В “ЖУРНАЛЬНОЙ КЛОАКЕ”


               У Пильняка существует и другой эпизод, имеющий самое прямое отношение к карикатуре 1923 года – на этот раз в той самой “Повести непогашенной луны”, написанной в начале 1926 года в память погибшего на операционном столе наркомвоенмора М.В.Фрунзе. Если карту космического пространства за спиной у Эйнштейна легко объяснить как атрибут ученого, то присутствие на письменном столе телефонного аппарата представляет (художественную) загадку: невозможно понять, что вносит этот аксессуар в характеристику персонажа рисунка!

               Разрешение ее будет дано в описании кабинета властителя государства – “негорбящегося человека” из будущей повести Пильняка: “на столе в кабинете – на красном сукне – стояли три телефонных аппарата […] три телефонных аппарата – три городских артерии приводили в кабинет, чтобы из тишины командовать городом, знать о городе, о всех артериях”. Этим окончательно выясняется смысл карикатуры. Два элемента – карта Космоса и телефонный аппарат – в совокупности создают шутливое изображение Эйнштейна как… “властелина мира”, по своей телефонной “артерии” командующего изображенными на карте планетами, в буквальном смысле – устанавливающего для них законы, предписывающего эти законы в своей “теории относительности”!.. (Вспомним аналогичное обыгрывание фразеологизма в фельетоне “«Дрезина» и Керзон”: человек, который держит в руках “Дрезину”…)

▸ **ПИСЬМЕННОЕ ЗАДАНИЕ 1**: Перепишите без единого изменения часть текста о карикатуре на Эйнштейна: от «У Пильняка существует» до «характеристику персонажа рисунка!» включительно.
▸ **ПИСЬМЕННОЕ ЗАДАНИЕ 2**: Воспроизведите слово в слово все строки записей, приведённых ниже.

▸ **ИСХОДНЫЕ ДАННЫЕ**:

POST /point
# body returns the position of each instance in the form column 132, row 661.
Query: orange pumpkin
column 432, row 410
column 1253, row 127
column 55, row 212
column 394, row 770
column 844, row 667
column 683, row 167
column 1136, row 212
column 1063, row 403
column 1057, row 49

▸ **ИТОГОВЫЙ ОТВЕТ 1**:
У Пильняка существует и другой эпизод, имеющий самое прямое отношение к карикатуре 1923 года – на этот раз в той самой “Повести непогашенной луны”, написанной в начале 1926 года в память погибшего на операционном столе наркомвоенмора М.В.Фрунзе. Если карту космического пространства за спиной у Эйнштейна легко объяснить как атрибут ученого, то присутствие на письменном столе телефонного аппарата представляет (художественную) загадку: невозможно понять, что вносит этот аксессуар в характеристику персонажа рисунка!

▸ **ИТОГОВЫЙ ОТВЕТ 2**:
POST /point
# body returns the position of each instance in the form column 132, row 661.
Query: orange pumpkin
column 432, row 410
column 1253, row 127
column 55, row 212
column 394, row 770
column 844, row 667
column 683, row 167
column 1136, row 212
column 1063, row 403
column 1057, row 49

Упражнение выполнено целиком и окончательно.